What is needed:
Restate the entries word for word, omitting nothing.

Stored data entries:
---

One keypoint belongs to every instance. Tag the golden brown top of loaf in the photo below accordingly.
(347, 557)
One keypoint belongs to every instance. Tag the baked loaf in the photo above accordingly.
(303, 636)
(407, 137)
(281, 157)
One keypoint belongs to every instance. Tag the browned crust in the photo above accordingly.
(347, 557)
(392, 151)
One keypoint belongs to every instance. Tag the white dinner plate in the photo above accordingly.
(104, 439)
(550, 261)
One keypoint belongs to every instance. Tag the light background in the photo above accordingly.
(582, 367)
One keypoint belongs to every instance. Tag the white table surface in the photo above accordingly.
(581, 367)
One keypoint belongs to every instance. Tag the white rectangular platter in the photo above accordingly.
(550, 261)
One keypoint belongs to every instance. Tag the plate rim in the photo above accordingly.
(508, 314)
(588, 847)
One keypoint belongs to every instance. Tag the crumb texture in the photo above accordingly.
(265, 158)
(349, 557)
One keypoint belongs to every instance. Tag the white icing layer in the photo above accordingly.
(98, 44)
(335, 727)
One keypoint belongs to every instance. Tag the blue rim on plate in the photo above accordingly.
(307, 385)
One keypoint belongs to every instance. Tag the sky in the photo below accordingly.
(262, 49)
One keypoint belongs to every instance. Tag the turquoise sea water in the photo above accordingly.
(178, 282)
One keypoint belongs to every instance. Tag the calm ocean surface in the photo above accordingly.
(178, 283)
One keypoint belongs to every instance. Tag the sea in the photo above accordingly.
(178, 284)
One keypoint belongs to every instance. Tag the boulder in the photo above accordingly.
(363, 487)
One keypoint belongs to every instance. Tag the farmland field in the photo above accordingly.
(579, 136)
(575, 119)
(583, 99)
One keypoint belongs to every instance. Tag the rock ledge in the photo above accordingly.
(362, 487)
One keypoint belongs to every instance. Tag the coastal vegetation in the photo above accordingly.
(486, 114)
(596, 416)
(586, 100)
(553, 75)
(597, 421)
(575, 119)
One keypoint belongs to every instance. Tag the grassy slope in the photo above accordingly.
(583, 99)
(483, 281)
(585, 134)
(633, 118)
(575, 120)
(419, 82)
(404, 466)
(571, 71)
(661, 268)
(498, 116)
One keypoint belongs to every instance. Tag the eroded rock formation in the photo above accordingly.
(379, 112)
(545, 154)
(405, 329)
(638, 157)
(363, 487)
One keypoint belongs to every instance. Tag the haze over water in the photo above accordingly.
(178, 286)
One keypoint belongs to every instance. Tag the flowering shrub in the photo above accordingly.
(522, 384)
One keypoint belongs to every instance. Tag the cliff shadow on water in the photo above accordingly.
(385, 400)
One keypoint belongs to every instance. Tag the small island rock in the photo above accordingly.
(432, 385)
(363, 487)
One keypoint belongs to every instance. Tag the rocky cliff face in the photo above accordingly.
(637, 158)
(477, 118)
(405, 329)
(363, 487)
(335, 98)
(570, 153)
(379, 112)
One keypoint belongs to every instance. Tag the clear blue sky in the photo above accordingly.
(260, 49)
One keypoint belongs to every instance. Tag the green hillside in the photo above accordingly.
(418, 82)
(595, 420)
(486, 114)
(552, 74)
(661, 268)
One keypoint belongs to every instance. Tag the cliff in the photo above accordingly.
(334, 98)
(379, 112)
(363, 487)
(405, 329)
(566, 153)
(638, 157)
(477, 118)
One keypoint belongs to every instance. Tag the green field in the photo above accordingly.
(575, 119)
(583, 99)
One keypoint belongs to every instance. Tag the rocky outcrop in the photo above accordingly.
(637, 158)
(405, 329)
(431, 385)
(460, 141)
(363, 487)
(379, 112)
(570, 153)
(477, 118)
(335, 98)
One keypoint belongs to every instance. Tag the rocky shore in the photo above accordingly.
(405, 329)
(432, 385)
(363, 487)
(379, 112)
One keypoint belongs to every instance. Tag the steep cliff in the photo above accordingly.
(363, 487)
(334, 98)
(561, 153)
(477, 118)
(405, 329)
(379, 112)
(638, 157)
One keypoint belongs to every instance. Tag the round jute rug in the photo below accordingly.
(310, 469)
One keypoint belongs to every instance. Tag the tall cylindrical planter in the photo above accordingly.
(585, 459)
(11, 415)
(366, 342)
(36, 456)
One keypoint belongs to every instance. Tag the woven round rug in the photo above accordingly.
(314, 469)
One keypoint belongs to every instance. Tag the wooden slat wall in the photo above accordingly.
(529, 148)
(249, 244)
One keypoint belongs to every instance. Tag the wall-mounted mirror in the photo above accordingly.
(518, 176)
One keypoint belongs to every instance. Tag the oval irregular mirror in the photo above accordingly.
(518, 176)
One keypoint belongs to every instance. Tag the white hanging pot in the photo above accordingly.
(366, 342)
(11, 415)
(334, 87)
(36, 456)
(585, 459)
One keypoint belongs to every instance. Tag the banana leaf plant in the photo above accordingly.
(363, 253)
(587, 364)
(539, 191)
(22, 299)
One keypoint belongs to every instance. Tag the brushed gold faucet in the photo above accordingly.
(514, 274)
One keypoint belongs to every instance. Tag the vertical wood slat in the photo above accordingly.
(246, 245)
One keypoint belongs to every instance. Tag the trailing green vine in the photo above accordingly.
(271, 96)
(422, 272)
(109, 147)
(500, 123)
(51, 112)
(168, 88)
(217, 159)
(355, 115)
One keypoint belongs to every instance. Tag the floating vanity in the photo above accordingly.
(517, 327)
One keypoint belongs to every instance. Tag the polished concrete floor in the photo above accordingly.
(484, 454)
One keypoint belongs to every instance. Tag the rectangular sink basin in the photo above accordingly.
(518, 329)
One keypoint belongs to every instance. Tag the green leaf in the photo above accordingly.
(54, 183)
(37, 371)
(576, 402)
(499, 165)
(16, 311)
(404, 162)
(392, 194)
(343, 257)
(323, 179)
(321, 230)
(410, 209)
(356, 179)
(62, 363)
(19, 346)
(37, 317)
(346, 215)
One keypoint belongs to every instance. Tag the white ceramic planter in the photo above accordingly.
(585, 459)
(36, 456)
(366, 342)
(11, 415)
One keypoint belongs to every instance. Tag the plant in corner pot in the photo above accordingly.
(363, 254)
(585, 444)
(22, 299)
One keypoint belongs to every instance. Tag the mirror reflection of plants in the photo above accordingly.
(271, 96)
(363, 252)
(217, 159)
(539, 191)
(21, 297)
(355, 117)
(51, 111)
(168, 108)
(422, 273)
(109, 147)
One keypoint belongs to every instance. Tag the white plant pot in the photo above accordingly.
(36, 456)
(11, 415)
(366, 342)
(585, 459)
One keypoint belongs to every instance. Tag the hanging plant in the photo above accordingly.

---

Completed task:
One keypoint belongs to every instance. Tag the golden brown top of loaf in the photo below accordingly.
(347, 557)
One keypoint belongs to every instance. Tag the baked loaf in the photo above accordingly.
(303, 636)
(407, 137)
(281, 157)
One keypoint belongs to every instance. Tag the browned crust in the photo above accordingly.
(347, 557)
(392, 151)
One keypoint belongs to every instance. Tag the white dinner plate in the photo above accordingly.
(104, 439)
(550, 261)
One keypoint belongs to every instance. Tag the light background in the photo above accordingly.
(582, 367)
One keypoint belongs to every instance. Tag the white table surface in the photo above accordingly.
(581, 367)
One keypoint belongs to every instance. Tag the white rectangular platter in the photo above accordingly.
(550, 261)
One keypoint belongs to every instance. Tag the plate rim in the photo above accordingly.
(508, 314)
(588, 847)
One keypoint belongs to every instance. Tag the crumb texture in the photo above accordingly.
(265, 158)
(349, 557)
One keypoint belongs to every instance. Tag the white icing layer in the photo above accordingly.
(98, 44)
(335, 727)
One keypoint belongs to every instance. Tag the blue rim on plate in the photo above accordingly.
(307, 385)
One keypoint belongs to every instance. Tag the sky in the photo below accordingly.
(262, 49)
One keypoint belongs to every instance. Tag the turquoise sea water in the photo above accordingly.
(178, 282)
One keypoint belongs to every instance. Tag the calm ocean surface in the photo above accordingly.
(178, 283)
One keypoint belongs to every instance. Tag the sea in the photo above accordingly.
(178, 284)
One keypoint belongs to every instance. Tag the boulder in the photo above accordingly.
(363, 487)
One keypoint belongs to every instance. Tag the farmland field in the photo above accordingly.
(579, 136)
(575, 119)
(583, 99)
One keypoint belongs to every instance. Tag the rock ledge in the photo above accordingly.
(362, 487)
One keypoint belongs to every instance. Tag the coastal vegetation in the photo above accordingly.
(486, 114)
(596, 416)
(586, 100)
(553, 75)
(597, 421)
(575, 119)
One keypoint belongs to every instance. Tag the grassy slope in the photo above accordingly.
(583, 99)
(483, 281)
(585, 134)
(633, 118)
(575, 120)
(419, 82)
(404, 466)
(571, 71)
(661, 268)
(498, 116)
One keypoint belongs to every instance. Tag the eroded rock formation in the photo above accordingly.
(379, 112)
(545, 154)
(405, 329)
(638, 157)
(363, 487)
One keypoint belongs to every instance. Tag the haze over water in the photo above accordingly.
(178, 286)
One keypoint belongs to every instance. Tag the flowering shrub in the photo above accordingly.
(522, 384)
One keypoint belongs to every instance. Tag the cliff shadow on water in the photo above accordingly.
(385, 400)
One keypoint belongs to every instance. Tag the small island rock in the photo above accordingly.
(432, 385)
(363, 487)
One keypoint belongs to every instance. Tag the rocky cliff face in the photo above accordingly.
(637, 158)
(477, 118)
(405, 329)
(363, 487)
(335, 98)
(570, 153)
(379, 112)
One keypoint belongs to every instance. Tag the clear blue sky in the photo above accordingly.
(260, 49)
One keypoint belongs to every instance. Tag the green hillside in the photo above accordingly.
(418, 82)
(595, 420)
(486, 114)
(552, 74)
(661, 268)
One keypoint belongs to every instance. Tag the cliff in the photo above accordingly.
(334, 98)
(379, 112)
(363, 487)
(405, 329)
(566, 153)
(638, 157)
(477, 118)
One keypoint belongs to every instance. Tag the green field in the photo above accordingly.
(575, 119)
(583, 99)
One keypoint belongs to every instance. Tag the rocky outcrop in the photo above accordingly.
(637, 158)
(405, 329)
(431, 385)
(460, 141)
(363, 487)
(379, 112)
(570, 153)
(477, 118)
(335, 98)
One keypoint belongs to every instance. Tag the rocky shore in the photo above accordingly.
(405, 329)
(432, 385)
(363, 487)
(379, 112)
One keypoint belongs to every instance. Tag the steep cliff in the photo above accordingly.
(363, 487)
(334, 98)
(561, 153)
(477, 118)
(405, 329)
(379, 112)
(638, 157)
One keypoint belongs to every instance. Tag the round jute rug in the photo below accordingly.
(310, 469)
One keypoint belongs to every instance. Tag the tall cylindrical planter in the photo above accordingly.
(585, 459)
(11, 415)
(366, 342)
(36, 456)
One keypoint belongs to every instance. Tag the woven round rug in the photo above accordingly.
(314, 469)
One keypoint belongs to every instance. Tag the wooden slat wall in the photo above accordingly.
(529, 148)
(249, 244)
One keypoint belongs to every instance. Tag the wall-mounted mirror in the photo above accordingly.
(518, 176)
One keypoint belongs to every instance. Tag the oval irregular mirror in the photo above accordingly.
(518, 176)
One keypoint belongs to every instance. Tag the white hanging pot in the photo above accordingly.
(366, 342)
(11, 415)
(334, 87)
(36, 456)
(585, 459)
One keypoint belongs to every instance. Tag the banana leaf plant in the photo above accordingly.
(363, 253)
(587, 364)
(539, 191)
(22, 299)
One keypoint belongs to every instance. Tag the brushed gold faucet in the photo above accordingly.
(514, 274)
One keypoint belongs to every instance. Tag the vertical wood slat in the photo above accordingly.
(246, 245)
One keypoint belongs to every instance. Tag the trailing green vine in the photo above accordingly.
(271, 96)
(422, 272)
(109, 147)
(500, 123)
(51, 112)
(168, 88)
(217, 159)
(355, 115)
One keypoint belongs to every instance. Tag the floating vanity in the photo above accordingly.
(517, 327)
One keypoint belongs to every instance. Tag the polished concrete floor in the photo above accordingly.
(484, 454)
One keypoint belongs to every instance. Tag the rectangular sink basin in the photo above accordingly.
(518, 329)
One keypoint belongs to every instance. Tag the green leaf in the photo above accordingly.
(54, 183)
(37, 371)
(576, 402)
(499, 165)
(16, 311)
(404, 162)
(392, 194)
(343, 257)
(323, 179)
(321, 230)
(410, 209)
(356, 179)
(62, 363)
(19, 346)
(37, 317)
(346, 215)
One keypoint belongs to every instance. Tag the white ceramic planter in the photo above accordingly.
(585, 459)
(36, 456)
(366, 342)
(11, 415)
One keypoint belongs to every instance. Tag the plant in corner pot in the photo above accordingly.
(363, 254)
(585, 444)
(22, 299)
One keypoint belongs to every instance. Tag the mirror reflection of plants in the photo above accordingly.
(271, 96)
(363, 252)
(217, 159)
(539, 191)
(21, 297)
(355, 117)
(51, 111)
(168, 108)
(422, 273)
(109, 147)
One keypoint belongs to every instance. Tag the white plant pot in the photo above accordingly.
(36, 456)
(11, 415)
(366, 342)
(585, 459)
One keypoint belongs to every instance. Tag the hanging plant in the photo above accordingly.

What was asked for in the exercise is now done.